Copy the lines below word for word, with nothing changed.

Segmentation dataset lines
+===+

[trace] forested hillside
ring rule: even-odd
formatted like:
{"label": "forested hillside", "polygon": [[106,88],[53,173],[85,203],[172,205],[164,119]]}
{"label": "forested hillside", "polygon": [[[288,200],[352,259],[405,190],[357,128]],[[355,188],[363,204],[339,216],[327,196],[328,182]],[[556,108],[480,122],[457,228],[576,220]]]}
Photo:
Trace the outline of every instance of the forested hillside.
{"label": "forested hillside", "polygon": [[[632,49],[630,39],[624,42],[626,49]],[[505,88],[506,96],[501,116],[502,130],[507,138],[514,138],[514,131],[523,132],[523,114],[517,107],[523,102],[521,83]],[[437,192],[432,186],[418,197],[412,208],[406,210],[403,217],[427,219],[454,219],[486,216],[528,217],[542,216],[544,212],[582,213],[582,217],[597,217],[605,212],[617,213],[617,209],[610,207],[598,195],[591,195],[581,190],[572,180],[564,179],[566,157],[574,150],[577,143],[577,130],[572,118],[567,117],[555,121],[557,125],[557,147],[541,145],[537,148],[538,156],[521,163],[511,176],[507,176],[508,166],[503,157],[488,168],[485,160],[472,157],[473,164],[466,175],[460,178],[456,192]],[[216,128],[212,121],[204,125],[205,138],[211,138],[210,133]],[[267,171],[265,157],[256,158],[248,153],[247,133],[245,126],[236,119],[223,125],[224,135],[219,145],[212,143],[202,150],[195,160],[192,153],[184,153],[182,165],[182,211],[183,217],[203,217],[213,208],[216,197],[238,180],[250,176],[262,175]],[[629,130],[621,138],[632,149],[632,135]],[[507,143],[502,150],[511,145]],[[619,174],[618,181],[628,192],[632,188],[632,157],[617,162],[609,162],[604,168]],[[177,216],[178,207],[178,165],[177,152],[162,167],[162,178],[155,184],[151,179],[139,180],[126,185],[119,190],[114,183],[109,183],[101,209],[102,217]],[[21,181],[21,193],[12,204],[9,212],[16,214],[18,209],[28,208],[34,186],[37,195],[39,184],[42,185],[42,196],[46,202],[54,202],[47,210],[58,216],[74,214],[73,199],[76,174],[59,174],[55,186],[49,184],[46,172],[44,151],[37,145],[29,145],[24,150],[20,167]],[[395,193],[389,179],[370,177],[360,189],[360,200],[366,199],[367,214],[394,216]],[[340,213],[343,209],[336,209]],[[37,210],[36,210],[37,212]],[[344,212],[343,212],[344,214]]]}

+===+

_EXERCISE OUTPUT_.
[trace] forested hillside
ring rule: even-odd
formatted like:
{"label": "forested hillside", "polygon": [[106,88],[53,173],[85,203],[172,205],[164,119]]}
{"label": "forested hillside", "polygon": [[[288,200],[352,259],[405,190],[357,128]],[[355,188],[363,204],[339,216],[327,196],[328,182]],[[556,108],[480,122],[457,228],[576,220]]]}
Photo:
Trace the outline of every instance of the forested hillside.
{"label": "forested hillside", "polygon": [[[632,49],[630,39],[624,42],[626,49]],[[505,88],[506,96],[501,116],[502,130],[507,138],[514,138],[514,131],[523,132],[523,114],[517,107],[523,102],[521,83]],[[437,192],[432,186],[418,197],[412,208],[406,210],[403,217],[427,219],[454,219],[486,216],[528,217],[542,216],[544,212],[582,213],[582,217],[597,217],[605,212],[617,213],[617,209],[610,207],[598,195],[591,195],[581,190],[572,180],[564,179],[566,157],[574,150],[577,143],[577,130],[572,118],[567,117],[555,121],[557,125],[557,147],[541,145],[537,148],[538,156],[521,163],[511,176],[507,176],[508,166],[503,157],[488,168],[485,160],[472,157],[473,164],[466,175],[460,178],[456,192]],[[216,128],[212,121],[204,125],[205,138],[211,138],[210,133]],[[267,171],[265,157],[256,158],[248,153],[247,133],[245,126],[236,119],[223,125],[224,135],[219,145],[212,143],[202,150],[195,160],[192,153],[184,153],[182,165],[182,211],[183,217],[203,217],[213,208],[216,197],[238,180],[250,176],[262,175]],[[629,130],[621,138],[632,149],[632,135]],[[507,143],[502,150],[511,145]],[[619,174],[618,181],[628,192],[632,188],[632,157],[617,162],[609,162],[604,168]],[[177,216],[178,207],[178,165],[177,152],[162,167],[162,178],[155,184],[151,179],[139,180],[126,185],[119,190],[114,183],[109,183],[101,209],[102,217]],[[21,181],[21,193],[12,204],[9,212],[16,214],[18,209],[28,208],[34,186],[37,195],[39,184],[42,185],[42,196],[46,202],[54,202],[47,210],[58,216],[74,214],[73,199],[76,174],[59,174],[55,186],[49,184],[46,172],[44,151],[37,145],[29,145],[24,150],[20,167]],[[395,193],[389,179],[370,177],[360,189],[360,200],[366,199],[367,214],[394,216]],[[340,213],[343,209],[336,209]],[[37,210],[36,210],[37,212]],[[344,212],[343,212],[344,214]]]}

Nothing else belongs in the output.